**EXERCISE AIM**:
Please copy out every line of the material below that contains the word "mask".

**EXTRACTED DATA**:
########################################

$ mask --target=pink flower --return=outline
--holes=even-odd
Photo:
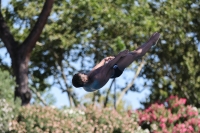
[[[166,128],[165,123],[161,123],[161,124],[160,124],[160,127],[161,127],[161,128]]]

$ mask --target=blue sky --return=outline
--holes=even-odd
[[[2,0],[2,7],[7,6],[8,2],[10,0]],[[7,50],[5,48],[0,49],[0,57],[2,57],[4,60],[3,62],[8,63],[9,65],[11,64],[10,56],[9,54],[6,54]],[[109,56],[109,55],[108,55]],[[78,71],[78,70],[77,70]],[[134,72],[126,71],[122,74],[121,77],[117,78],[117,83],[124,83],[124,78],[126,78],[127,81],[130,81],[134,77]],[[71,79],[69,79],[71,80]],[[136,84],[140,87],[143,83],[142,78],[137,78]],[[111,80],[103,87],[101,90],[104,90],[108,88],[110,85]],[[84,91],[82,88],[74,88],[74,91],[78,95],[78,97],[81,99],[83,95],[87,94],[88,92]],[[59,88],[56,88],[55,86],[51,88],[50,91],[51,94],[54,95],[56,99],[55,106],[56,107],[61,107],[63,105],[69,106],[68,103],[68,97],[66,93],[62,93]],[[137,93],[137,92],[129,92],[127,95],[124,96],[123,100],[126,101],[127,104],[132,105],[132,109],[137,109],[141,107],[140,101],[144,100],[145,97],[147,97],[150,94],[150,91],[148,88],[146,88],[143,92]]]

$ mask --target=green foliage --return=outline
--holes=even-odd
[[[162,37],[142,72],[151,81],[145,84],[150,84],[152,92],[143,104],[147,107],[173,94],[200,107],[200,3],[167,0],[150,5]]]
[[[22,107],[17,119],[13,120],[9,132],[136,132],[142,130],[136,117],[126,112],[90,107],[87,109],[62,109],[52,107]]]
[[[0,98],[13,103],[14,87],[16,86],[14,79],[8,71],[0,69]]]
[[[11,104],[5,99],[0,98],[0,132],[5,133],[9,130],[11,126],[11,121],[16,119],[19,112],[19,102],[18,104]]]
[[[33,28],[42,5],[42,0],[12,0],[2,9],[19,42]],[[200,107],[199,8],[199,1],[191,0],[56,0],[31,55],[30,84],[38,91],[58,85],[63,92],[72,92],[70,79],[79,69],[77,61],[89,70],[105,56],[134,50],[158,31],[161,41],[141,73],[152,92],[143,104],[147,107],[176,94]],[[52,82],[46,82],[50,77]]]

########################################

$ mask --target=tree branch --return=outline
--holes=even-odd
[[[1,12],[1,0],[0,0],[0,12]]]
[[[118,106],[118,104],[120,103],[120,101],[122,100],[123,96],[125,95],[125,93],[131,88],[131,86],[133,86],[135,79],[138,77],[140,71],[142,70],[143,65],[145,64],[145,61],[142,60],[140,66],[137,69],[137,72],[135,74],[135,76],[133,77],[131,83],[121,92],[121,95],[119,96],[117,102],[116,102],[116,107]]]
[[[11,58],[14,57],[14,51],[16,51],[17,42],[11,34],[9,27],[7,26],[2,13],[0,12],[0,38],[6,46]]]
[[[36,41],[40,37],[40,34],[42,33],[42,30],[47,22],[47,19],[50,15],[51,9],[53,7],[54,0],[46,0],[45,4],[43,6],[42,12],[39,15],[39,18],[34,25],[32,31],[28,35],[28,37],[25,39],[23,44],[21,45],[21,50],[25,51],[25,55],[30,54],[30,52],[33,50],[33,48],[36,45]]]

########################################

**TASK SOLUTION**:
$ mask --target=pink flower --return=outline
$ mask --target=blue sky --return=outline
$ mask --target=green foliage --return=outline
$ mask --target=tree branch --return=outline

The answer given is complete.